» DIRECTIONS: Below are entries; output exactly the lines from the one with "Target: spiny plant" to the one with "Target: water reflection", both included, and nothing else.

» Stored dataset items:
==========

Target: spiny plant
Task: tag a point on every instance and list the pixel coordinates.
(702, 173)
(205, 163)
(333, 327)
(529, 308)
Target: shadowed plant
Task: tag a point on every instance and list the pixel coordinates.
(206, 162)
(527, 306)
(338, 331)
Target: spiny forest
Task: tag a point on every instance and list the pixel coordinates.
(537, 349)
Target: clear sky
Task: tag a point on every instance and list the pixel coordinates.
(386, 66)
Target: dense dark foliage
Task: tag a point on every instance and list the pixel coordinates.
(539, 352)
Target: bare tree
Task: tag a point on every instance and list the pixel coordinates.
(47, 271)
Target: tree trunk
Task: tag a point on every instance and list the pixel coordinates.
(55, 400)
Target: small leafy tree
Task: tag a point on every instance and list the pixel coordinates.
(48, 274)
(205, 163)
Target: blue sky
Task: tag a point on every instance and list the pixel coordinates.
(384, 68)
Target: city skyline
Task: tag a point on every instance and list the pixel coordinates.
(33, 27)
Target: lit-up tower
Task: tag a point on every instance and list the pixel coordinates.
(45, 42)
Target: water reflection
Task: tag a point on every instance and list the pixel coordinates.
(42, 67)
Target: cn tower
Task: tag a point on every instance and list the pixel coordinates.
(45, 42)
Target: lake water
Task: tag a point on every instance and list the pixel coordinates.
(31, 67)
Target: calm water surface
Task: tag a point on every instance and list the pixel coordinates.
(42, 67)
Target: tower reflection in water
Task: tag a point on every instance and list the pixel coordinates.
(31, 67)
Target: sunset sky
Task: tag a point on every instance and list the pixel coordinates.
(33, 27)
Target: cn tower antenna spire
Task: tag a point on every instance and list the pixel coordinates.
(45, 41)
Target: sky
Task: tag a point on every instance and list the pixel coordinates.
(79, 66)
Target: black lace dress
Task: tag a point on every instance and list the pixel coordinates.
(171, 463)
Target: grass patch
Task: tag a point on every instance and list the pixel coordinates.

==========

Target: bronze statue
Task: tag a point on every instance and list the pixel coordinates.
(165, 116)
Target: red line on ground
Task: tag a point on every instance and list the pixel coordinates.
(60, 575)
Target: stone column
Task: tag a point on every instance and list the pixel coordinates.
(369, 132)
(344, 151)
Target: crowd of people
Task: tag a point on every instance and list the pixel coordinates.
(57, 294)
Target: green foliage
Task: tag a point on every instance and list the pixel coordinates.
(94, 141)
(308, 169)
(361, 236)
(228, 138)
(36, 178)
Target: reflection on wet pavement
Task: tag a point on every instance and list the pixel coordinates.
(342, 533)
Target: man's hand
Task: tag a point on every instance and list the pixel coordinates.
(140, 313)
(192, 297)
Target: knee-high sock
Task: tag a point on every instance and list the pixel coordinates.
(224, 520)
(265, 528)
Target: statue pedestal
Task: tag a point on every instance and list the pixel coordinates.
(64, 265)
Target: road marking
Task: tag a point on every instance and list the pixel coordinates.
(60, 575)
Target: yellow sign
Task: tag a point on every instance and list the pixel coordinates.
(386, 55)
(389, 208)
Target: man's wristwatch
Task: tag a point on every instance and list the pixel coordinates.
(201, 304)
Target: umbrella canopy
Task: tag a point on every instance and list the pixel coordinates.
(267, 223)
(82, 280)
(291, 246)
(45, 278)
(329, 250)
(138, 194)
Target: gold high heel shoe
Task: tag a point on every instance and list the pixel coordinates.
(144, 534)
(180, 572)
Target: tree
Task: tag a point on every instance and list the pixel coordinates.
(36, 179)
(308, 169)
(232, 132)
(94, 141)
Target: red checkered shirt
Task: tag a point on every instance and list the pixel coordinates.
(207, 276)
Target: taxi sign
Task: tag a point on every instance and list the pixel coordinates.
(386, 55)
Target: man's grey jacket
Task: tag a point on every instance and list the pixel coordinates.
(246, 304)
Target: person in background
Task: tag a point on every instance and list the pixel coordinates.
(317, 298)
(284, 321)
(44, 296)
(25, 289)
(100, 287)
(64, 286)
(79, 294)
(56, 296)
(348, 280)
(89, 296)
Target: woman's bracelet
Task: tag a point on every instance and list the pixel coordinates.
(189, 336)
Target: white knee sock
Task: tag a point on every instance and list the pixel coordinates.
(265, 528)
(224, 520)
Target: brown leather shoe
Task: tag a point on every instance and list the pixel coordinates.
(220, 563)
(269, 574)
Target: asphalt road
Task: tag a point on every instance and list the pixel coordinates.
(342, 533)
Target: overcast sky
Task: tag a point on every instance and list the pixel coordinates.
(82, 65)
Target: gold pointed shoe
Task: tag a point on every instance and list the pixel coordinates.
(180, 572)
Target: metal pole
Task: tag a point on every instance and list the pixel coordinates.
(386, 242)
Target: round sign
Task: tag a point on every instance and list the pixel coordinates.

==========

» WORKED SOLUTION:
Target: spiny plant
Task: tag a point on every instance and list the pixel coordinates.
(702, 173)
(205, 163)
(333, 327)
(529, 308)
Target: shadowed plant
Task: tag a point on every instance and list the pixel coordinates.
(206, 162)
(527, 306)
(338, 331)
Target: spiny forest
Task: tag a point on every instance and list the pixel coordinates.
(537, 349)
Target: clear sky
Task: tag a point on every instance and list the pixel coordinates.
(386, 66)
Target: dense dark foliage
Task: tag a point on every instance and list the pixel coordinates.
(539, 352)
Target: bare tree
Task: tag a point on every instance and list the pixel coordinates.
(47, 271)
Target: tree trunk
Task: tag a point on every instance and list the pixel coordinates.
(55, 400)
Target: small leafy tree
Task: tag a point on every instance and list the pixel coordinates.
(48, 274)
(205, 163)
Target: blue sky
Task: tag a point on every instance and list the pixel coordinates.
(384, 68)
Target: city skyline
Task: tag a point on every instance and list the pixel coordinates.
(33, 27)
Target: lit-up tower
Task: tag a point on every instance and list the pixel coordinates.
(45, 42)
Target: water reflection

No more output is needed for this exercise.